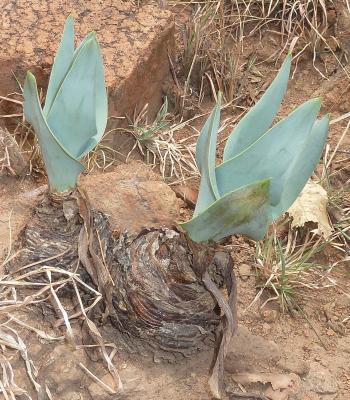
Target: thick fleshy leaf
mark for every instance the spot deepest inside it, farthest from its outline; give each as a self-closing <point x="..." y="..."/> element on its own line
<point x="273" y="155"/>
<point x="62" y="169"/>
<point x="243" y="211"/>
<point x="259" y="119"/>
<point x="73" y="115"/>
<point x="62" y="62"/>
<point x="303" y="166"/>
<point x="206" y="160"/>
+===+
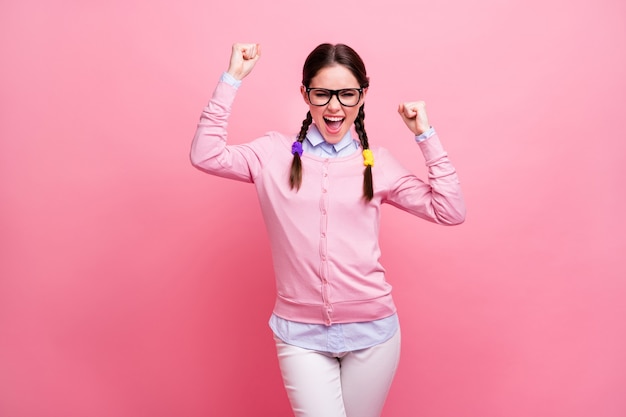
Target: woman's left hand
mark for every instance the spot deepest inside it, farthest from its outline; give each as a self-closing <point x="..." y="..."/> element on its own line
+===+
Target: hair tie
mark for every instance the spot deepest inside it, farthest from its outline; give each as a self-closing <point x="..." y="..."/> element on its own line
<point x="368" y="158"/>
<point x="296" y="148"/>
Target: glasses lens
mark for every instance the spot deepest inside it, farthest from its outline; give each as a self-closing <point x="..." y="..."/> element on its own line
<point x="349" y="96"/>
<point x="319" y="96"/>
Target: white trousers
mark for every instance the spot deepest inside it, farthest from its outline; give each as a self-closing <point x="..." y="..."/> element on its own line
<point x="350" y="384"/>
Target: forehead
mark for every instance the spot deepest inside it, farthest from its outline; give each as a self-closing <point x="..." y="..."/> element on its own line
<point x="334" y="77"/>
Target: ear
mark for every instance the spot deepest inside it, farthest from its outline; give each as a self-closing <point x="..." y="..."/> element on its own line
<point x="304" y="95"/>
+===+
■ **What this task involves**: Please state how many lines of the entries above contain the string "Target", with case counting, and reply with the number alone.

■ **Answer in full**: 7